Задания:
• 1. Воспроизведите дословно часть отрывка о кризисе идентичности от «На исходе 2017» до «ограничится несколькими тезисами.».
• 2. Выпишите из отрывка о кризисе идентичности все выражения, заключенные в кавычки-«елочки».
• 3. Напишите продолжение отрывка о кризисе идентичности, начиная после его последнего предложения.

Отрывок:
■ ■ ■ ■ ■ ■ ■
Пьер Нора – автор концепции «мест памяти» и вдохновитель 7-томного издания «Мест памяти Франции» – как известно, очень критически относился к тому явлению, которое он сам попытался описать – к обществу «эпохи коммеморации». Для самого Нора постоянные навязчивые воспоминания о прошлом, которые функционируют как актуальная память для членов того или иного сообщества – признак явного кризиса идентичности этого сообщества. Кажется, наблюдения Нора о французском обществе 1960 – 1970-х годов применимы к современному обществу в России, кризис идентичности которого вполне очевиден. И революционный юбилей только усилил его – вместо того, чтобы помочь из него выйти.
На исходе 2017 года общество кажется более расколотым, чем было даже в его начале – с учетом того, что кризис идентичности можно считать перманентным состоянием отечественного самосознания. Такое ощущение, что осмысление революции было проиграно. Причем проиграно всеми, но по разным причинам. Текстами о революции информационное пространство перенасыщено настолько, что можно позволить себе ограничится несколькими тезисами.
■ ■ ■ ■ ■ ■ ■
Исходные данные:
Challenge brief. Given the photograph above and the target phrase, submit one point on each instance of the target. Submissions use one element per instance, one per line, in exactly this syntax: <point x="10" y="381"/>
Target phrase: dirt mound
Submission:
■ ■ ■ ■ ■ ■ ■
Ответы к заданиям:
• 1.
На исходе 2017 года общество кажется более расколотым, чем было даже в его начале – с учетом того, что кризис идентичности можно считать перманентным состоянием отечественного самосознания. Такое ощущение, что осмысление революции было проиграно. Причем проиграно всеми, но по разным причинам. Текстами о революции информационное пространство перенасыщено настолько, что можно позволить себе ограничится несколькими тезисами.

• 2.
«мест памяти»
«Мест памяти Франции»
«эпохи коммеморации»

• 3.
Тезис первый. Историческое сообщество как научная корпорация проиграло осмысление юбилея в общественном пространстве различным теориям «заговора». Понятно, что профессиональные историки и не считают своей главной задачей борьбу за доминирующие в обществе представления о собственной истории. Более того, многие намеренно абстрагируются от бурлящих в обществе дискуссий. Такова специфика исторической науки – только за счет подобного отстранения, по сути, и возможно чистое историческое познание.
И понятно, что с сугубо научной точки зрения в 2017 году произошло серьезное приращение знаний о событиях столетней давности. Вышли исследования ключевых специалистов по теме – Борис Колоницкого, Владимира Булдакова, Александра Шубина, Александра Репникова, Фёдора Гайды, Модеста Колерова и многих других. Прошли многочисленные конференции. Увидели свет коллективные монографии, энциклопедии, прошли тематические выставки в ведущих музеях страны.
Однако, к сожалению, приращение научного знания никак – или практически никак – не сказалось на общественном восприятии 1917 года. Несмотря на периодические публикации в федеральной прессе, начиная от «Российской газеты», заканчивая «Радио Свобода» и «Снобом», материалов с профессиональными историками, их голос в масс-медиа был заглушен рассуждениями в духе Николая Старикова и Петра Мультитатули. В итоге 2017 год превратился в бесконечное пережевывание конспирологических теорий о годе 1917-том – будь то «жидо-масоны», иностранные спецслужбы, зарубежные спонсоры отечественных революционеров или заговор элит, а нередко и одновременно всё вместе взятое.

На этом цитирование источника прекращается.